**Extracted text**
━━━━━━━━━━━━━━━━━━━━
SNP makes abolition of blasphemy law party policy


The abolition of Scotland’s centuries-old blasphemy law has become a policy of the SNP after the party passed a resolution that the law would never be used to prosecute anyone.

Blasphemy is outlawed under the Confession of Faith Ratification Act 1690 and was last used in 1843 to convict the Edinburgh bookseller Thomas Paterson who was imprisoned for selling blasphemous literature.

A resolution passed by the SNP’s national council called for there to be no possibility of a prosecution under the law in the future.

The last man to be hanged in Scotland for blasphemy was medical student Thomas Aikenhead, who was led from his cell on January 8, 1697 at the Tolbooth jail in Edinburgh. He was 20 years old.
━━━━━━━━━━━━━━━━━━━━
Stored entries:

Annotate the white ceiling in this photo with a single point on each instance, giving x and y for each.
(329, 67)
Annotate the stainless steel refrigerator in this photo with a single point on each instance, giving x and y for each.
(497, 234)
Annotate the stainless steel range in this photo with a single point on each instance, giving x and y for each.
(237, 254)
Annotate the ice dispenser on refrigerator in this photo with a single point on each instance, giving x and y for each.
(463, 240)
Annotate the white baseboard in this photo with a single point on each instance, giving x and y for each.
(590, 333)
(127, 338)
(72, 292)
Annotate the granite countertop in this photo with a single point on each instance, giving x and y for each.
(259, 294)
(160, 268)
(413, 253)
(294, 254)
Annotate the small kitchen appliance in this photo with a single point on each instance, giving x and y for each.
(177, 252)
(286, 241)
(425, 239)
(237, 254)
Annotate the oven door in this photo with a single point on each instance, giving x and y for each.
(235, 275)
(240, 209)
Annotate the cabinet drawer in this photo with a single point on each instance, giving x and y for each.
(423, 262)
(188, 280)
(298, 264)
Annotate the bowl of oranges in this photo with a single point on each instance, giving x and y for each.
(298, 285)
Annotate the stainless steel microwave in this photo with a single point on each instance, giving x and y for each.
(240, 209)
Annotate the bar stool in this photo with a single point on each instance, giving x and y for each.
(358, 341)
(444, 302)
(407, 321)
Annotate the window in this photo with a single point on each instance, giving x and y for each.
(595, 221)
━━━━━━━━━━━━━━━━━━━━
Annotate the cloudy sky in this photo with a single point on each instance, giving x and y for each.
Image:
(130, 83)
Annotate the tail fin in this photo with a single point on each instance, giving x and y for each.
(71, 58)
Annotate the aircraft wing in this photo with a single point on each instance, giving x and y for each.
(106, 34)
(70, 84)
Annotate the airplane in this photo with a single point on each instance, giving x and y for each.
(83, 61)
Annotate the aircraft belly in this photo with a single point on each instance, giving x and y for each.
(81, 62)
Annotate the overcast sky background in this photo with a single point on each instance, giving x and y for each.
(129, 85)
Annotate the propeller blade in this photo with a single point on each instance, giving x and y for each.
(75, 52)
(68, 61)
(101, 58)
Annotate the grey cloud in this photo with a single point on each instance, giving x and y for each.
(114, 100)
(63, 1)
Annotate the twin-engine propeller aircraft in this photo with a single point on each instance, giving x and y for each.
━━━━━━━━━━━━━━━━━━━━
**What you will do**
**1.** Answer these questions about the article on the SNP and the blasphemy law:
(a) Under which act is blasphemy outlawed in Scotland?
(b) Which body of the SNP passed the resolution?
(c) How old was Thomas Aikenhead when he was led from his cell?
**2.** Write a continuation of the article on the SNP and Scotland's blasphemy law, starting after its final sentence.

**Task answers**
**1.**
(a) The Confession of Faith Ratification Act 1690
(b) The SNP's national council
(c) 20 years old

**2.**
The motion said Scotland lags behind other European countries by still having the law on the statute books and called for “the abolition of the archaic common law crimes of blasphemy, heresy and profanity to the extent that they remain law in Scotland”.

It added: “Council believes that such a move will strengthen Scotland’s capacity to speak out against human rights abuses under the guise of blasphemy and heresy elsewhere in the world, as well as removing once and for all the possibility that the Crown Office and Procurator Fiscal service could prosecute on such grounds here.”